Given passage ->
☆ ☆ ☆
Wireless Outdoor Networking

Answered Question
Jun 16th, 2009

Hi Guys,

I have been doing a fair bit of work with indoor wireless networking. I was wondering if I could ask a couple of questions about outdoor wireless networks if I may :).

1. Wireless Mesh Networking. Is this really a solution to interconnect buildings over wireless with point-to-point connectivity?

2. How does a service provider like "the cloud" provide access over an area with wireless connectivity for end users? What kind of wireless network design would be employed here? Would they just have lots of APs in shopping malls that you would have like an indoor network, and how do they get the service coverage in open spaces, like roads, parks etc etc.

I am looking for info on both types of outdoor networks. Point to point only to connect buildings and flooding SSIDs within a large outdoor area in which customers can connect?

Can anyone help me, as this is a very interesting subject.

Also, have I got the term correct. A wireless Mesh network is for point to point wireless networks?

Many thx indeed,

Ken

I have this problem too.
0 votes
Correct Answer by jeff.kish about 7 years 5 months ago

Hi Ken,

Wireless Mesh is a different concept altogether, and it's really not intended to be used as a point-to-point bridge. Mesh is a way to deploy access points in an outdoor space or anywhere that's difficult to run a LAN cable to. This AP will use the 2.4GHz band for client connectivity, and it will send all backhaul traffic across the 5GHz link to another AP. As long as the 5GHz backhaul eventually finds a Mesh AP that is connected to the Ethernet network, it will have connectivity.
☆ ☆ ☆
Data excerpt ->

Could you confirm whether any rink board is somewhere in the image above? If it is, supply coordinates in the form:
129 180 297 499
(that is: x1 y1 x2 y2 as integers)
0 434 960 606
☆ ☆ ☆
Continue the forum thread on outdoor wireless networking from its last sentence, carrying on the reply to Ken's questions.

One of the best uses for Mesh is for large parking lots. You can mount an AP on a light pole, but you'd never want to run an Ethernet cable all the way out there. Instead, you'd use a Mesh AP and have the 5GHz radio pointed back at your office building, where another Mesh AP is plugged into the local network. So now your clients/customers can connect wirelessly to the AP in the parking lot, and the parking lot AP sends this data wirelessly to your building.

It's called Mesh because you can have a literal mesh of APs scattered across large regions, some of which are connected to the network, others of which are isolated with wireless backhauls. Cisco runs a proprietary algorithm for calculating the best path for traffic to flow to get to an AP with a network connection.

As for your question about a "cloud" company, it all depends on the design. You can install indoor APs that connect to antennas outside, and these can connect your clients. Mesh can be a better solution, but sometimes it's not needed when only small areas need to be covered. Plus, Mesh is far more expensive than a traditional design, especially since it requires wireless LAN controllers. But as for large areas like you're talking, such as roads and parks, Mesh is certainly the best way to go.

I hope that's more of what you're looking for. Let me know if you have any more questions!

Jeff

Correct Answer by Leo Laohoo about 7 years 5 months ago

Wireless Mesh Networking. Is this really a solution to interconnect buildings over wireless with point-to-point connectivity?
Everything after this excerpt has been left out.